(Source records)
----

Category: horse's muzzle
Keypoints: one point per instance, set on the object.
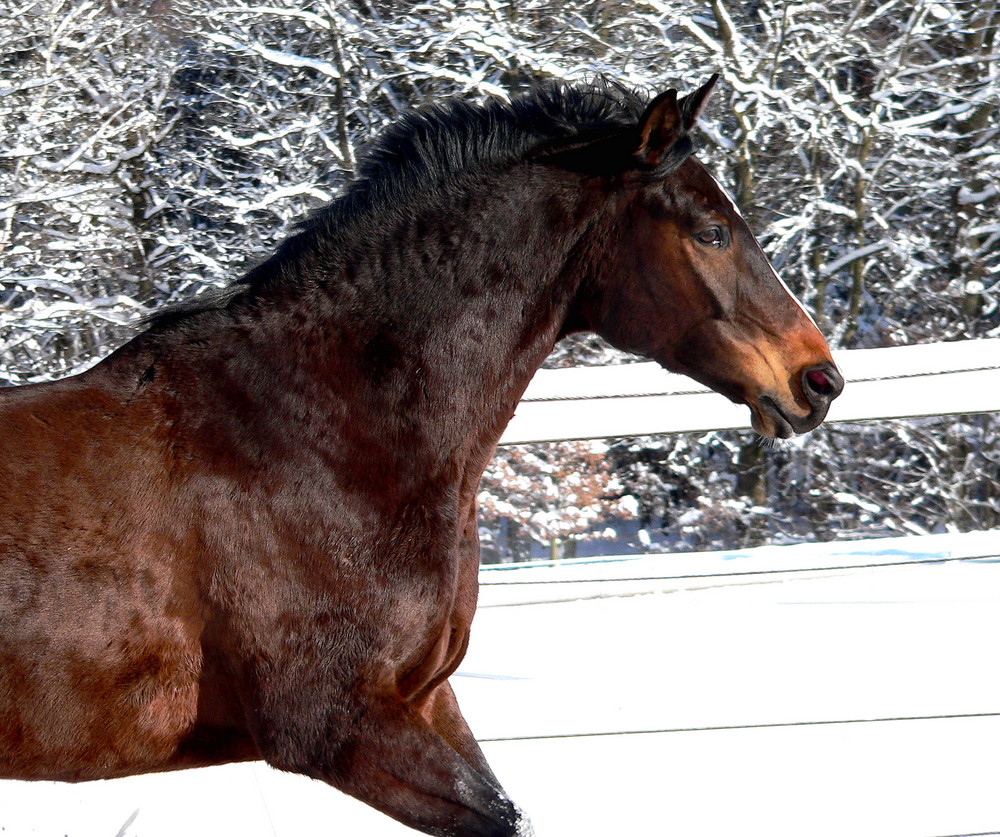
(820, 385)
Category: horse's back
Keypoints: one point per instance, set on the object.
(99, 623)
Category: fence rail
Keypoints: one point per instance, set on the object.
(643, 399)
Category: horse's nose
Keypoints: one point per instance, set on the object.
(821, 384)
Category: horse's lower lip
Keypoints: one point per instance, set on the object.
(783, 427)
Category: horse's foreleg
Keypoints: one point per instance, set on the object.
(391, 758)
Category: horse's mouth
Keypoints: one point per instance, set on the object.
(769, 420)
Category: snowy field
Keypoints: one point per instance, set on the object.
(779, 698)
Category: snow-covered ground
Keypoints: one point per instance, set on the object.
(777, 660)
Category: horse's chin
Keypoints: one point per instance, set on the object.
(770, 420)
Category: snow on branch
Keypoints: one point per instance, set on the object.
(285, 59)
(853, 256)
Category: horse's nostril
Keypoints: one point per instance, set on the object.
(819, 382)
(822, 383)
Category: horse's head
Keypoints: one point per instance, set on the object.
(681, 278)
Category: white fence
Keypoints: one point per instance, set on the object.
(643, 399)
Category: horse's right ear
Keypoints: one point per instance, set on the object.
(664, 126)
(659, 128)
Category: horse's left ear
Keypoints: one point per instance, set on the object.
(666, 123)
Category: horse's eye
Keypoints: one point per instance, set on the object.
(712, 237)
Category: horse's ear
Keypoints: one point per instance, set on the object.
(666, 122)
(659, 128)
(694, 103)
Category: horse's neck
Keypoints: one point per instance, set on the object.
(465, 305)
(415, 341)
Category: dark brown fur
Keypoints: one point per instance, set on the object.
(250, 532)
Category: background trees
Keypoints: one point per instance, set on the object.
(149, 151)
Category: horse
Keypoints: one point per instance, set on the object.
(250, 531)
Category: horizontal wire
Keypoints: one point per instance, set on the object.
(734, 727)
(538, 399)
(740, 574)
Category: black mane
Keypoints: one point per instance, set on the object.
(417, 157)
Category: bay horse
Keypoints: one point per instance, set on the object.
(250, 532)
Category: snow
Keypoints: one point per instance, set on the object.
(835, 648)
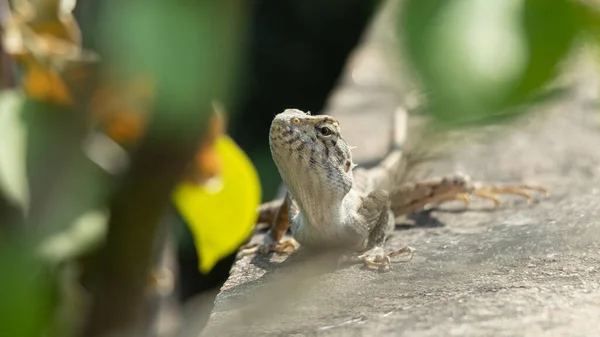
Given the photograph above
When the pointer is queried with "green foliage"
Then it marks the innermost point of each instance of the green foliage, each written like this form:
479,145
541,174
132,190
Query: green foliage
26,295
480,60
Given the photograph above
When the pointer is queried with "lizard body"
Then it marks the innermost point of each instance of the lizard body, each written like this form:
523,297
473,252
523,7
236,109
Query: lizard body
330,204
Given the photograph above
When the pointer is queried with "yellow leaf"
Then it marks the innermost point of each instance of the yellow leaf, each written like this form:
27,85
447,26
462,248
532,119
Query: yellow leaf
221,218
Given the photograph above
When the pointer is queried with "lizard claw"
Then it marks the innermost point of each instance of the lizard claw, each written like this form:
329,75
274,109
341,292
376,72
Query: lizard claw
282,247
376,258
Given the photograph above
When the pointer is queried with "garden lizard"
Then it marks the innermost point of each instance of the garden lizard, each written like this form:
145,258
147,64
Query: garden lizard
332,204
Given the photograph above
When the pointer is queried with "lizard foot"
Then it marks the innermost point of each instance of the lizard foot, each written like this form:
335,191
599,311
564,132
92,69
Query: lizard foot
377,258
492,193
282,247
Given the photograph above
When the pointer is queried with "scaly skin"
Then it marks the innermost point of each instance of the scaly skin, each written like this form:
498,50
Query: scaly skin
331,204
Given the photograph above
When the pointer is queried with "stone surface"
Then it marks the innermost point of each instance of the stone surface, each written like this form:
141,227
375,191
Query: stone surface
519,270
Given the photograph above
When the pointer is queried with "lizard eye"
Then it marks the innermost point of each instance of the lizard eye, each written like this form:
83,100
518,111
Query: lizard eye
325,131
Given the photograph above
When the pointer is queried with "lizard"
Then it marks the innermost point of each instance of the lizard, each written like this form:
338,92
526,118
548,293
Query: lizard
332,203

----

### REQUIRED WORK
For every entry above, please output the text exactly and leave any picture behind.

### RESPONSE TO THIS EXERCISE
Category: horse's muzzle
Keypoints: one point per instance, set on the object.
(820, 385)
Category: horse's back
Keypoints: one point per instance, set on the object.
(99, 623)
Category: fence rail
Keypoints: one point per instance, set on the object.
(643, 399)
Category: horse's nose
Keypoints: one point per instance, set on the object.
(821, 384)
Category: horse's lower lip
Keypoints: one point per instance, set on the object.
(783, 427)
Category: horse's foreleg
Keypoints: one point per instance, set on the object.
(391, 758)
Category: horse's mouth
Keypoints: one point per instance, set on the object.
(769, 420)
Category: snowy field
Keypoints: one point per instance, set on the object.
(779, 698)
Category: snow-covered ground
Keypoints: one point per instance, set on the object.
(777, 660)
Category: horse's chin
Keypoints: one point per instance, set on the object.
(770, 420)
Category: snow on branch
Keypoints: one point per instance, set on the object.
(285, 59)
(853, 256)
Category: horse's nostril
Keypoints: one point per instance, set on the object.
(819, 382)
(822, 383)
Category: horse's head
Keypoints: one point per instance, set on the object.
(681, 278)
Category: white fence
Keypoints: one point per instance, set on the object.
(643, 399)
Category: horse's right ear
Keypoints: one point per instance, set on the object.
(664, 126)
(659, 128)
Category: horse's left ear
Keypoints: one point per instance, set on the object.
(666, 123)
Category: horse's eye
Keypoints: one point per instance, set on the object.
(712, 237)
Category: horse's ear
Keypoints: one point per instance, set on the object.
(666, 122)
(659, 128)
(694, 103)
Category: horse's neck
Keypoints: one point per instance, set on the object.
(465, 305)
(415, 341)
Category: dark brown fur
Keypoints: one point per instance, set on the object.
(250, 532)
Category: background trees
Keypoints: one point per instance, set on the object.
(149, 151)
Category: horse
Keypoints: one point per instance, set on the object.
(250, 531)
Category: horizontal wire
Keypoints: one point per instance, set on the object.
(734, 727)
(538, 399)
(740, 574)
Category: black mane
Keypoints: one point per instance, set on the object.
(417, 157)
Category: bay horse
Keypoints: one point per instance, set on the object.
(250, 532)
Category: snow
Keypoints: one point per instance, set on the object.
(835, 648)
Given the photograph above
When the pointer is queried with "green foliage"
Then it marks the innermost point of each instance of the green foliage, each written like this form:
479,145
541,174
132,190
Query: green foliage
26,295
480,60
Given the photograph above
When the pointer is queried with "lizard body"
Then it marks the innermost point of each instance of the lizard body, each written like this form:
523,297
473,252
523,7
236,109
Query: lizard body
330,204
Given the photograph above
When the pointer is queried with "yellow leaf"
Then it marks the innermost point of each instance of the yellow leaf, each written like this form:
27,85
447,26
462,248
532,119
Query: yellow leaf
221,218
Given the photograph above
When the pointer is queried with "lizard claw"
Then it marks the innermost point of each instance of the lizard claw, each written like this form:
329,75
274,109
341,292
376,72
Query: lizard claw
282,247
376,258
Given the photograph above
When the pointer is queried with "garden lizard"
Then it marks the innermost point of each instance of the garden lizard, each written like this form:
145,258
147,64
Query: garden lizard
332,204
Given the photograph above
When the pointer is queried with "lizard foot"
Then it marks the innermost point of each instance of the lizard foot, each written like this form:
335,191
599,311
564,132
92,69
Query: lizard foot
377,258
492,193
282,247
Given the photograph above
When the pointer is queried with "scaly skin"
Then it marks the innermost point of each instance of the scaly skin, each written like this form:
498,50
Query: scaly skin
331,204
Given the photograph above
When the pointer is queried with "stone surface"
Then it marks the innermost point of each instance of the stone surface, each written like this form:
141,227
375,191
Query: stone surface
519,270
Given the photograph above
When the pointer is queried with "lizard eye"
Then it marks the innermost point of each instance of the lizard eye, each written like this form:
83,100
518,111
Query: lizard eye
325,131
Given the photograph above
When the pointer is queried with "lizard"
Then it marks the innermost point of each instance of the lizard, each written like this form:
338,92
526,118
548,293
Query: lizard
332,203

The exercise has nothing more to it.